MemeStreams | Clustering Billions of Images with Large Scale Nearest Neighbor Search

The proliferation of the web and digital photography have made large scale image collections containing billions of images a reality. Image collections on this scale make performing even the most common and simple computer vision, image processing, and machine learning tasks non-trivial. An example is nearest neighbor search, which not only serves as a fundamental subproblem in many more sophisticated algorithms, but also has direct applications, such as image retrieval and image clustering. In this paper, we address the nearest neighbor problem as the first step towards scalable image processing. We describe a scalable version of an approximate nearest neighbor search algorithm and discuss how it can be used to find near duplicates among over a billion images.

Found via browsing after pointer to Google's Analysis of Disk Failures.

= = = = = = =

WHAT YOU HAVE TO DO: Reproduce the passage on clustering billions of images between "The proliferation of" and "of Disk Failures.", inclusive.

Dataset rows on where objects appear:
= = = = = = =

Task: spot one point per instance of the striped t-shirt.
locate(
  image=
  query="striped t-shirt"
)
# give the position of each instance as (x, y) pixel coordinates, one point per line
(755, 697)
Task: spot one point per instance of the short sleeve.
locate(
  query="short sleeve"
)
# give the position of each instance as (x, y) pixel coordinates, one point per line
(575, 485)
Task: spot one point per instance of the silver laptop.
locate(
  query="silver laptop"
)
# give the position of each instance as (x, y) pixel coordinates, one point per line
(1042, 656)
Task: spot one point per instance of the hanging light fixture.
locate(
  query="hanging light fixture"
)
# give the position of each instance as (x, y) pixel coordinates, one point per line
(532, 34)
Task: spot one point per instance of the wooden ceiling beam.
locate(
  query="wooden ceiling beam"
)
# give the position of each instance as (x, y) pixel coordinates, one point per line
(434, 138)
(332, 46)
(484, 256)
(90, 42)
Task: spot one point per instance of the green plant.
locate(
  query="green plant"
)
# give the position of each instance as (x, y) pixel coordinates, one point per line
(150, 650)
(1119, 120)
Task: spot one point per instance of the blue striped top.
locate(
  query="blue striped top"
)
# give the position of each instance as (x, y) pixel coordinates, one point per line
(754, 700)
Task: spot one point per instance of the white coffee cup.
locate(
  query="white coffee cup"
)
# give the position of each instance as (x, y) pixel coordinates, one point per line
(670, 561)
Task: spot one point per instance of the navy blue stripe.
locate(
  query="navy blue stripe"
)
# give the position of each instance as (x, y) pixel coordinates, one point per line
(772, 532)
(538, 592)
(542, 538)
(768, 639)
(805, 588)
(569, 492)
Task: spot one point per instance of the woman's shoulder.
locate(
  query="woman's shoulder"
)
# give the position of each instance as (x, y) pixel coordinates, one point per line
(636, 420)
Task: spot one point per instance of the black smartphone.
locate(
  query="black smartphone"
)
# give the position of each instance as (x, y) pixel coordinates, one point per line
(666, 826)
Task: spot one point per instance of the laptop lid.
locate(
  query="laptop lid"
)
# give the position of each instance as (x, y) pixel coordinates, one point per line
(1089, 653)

= = = = = = =

OUTPUT OF THE EXERCISE:
The proliferation of the web and digital photography have made large scale image collections containing billions of images a reality. Image collections on this scale make performing even the most common and simple computer vision, image processing, and machine learning tasks non-trivial. An example is nearest neighbor search, which not only serves as a fundamental subproblem in many more sophisticated algorithms, but also has direct applications, such as image retrieval and image clustering. In this paper, we address the nearest neighbor problem as the first step towards scalable image processing. We describe a scalable version of an approximate nearest neighbor search algorithm and discuss how it can be used to find near duplicates among over a billion images.

Found via browsing after pointer to Google's Analysis of Disk Failures.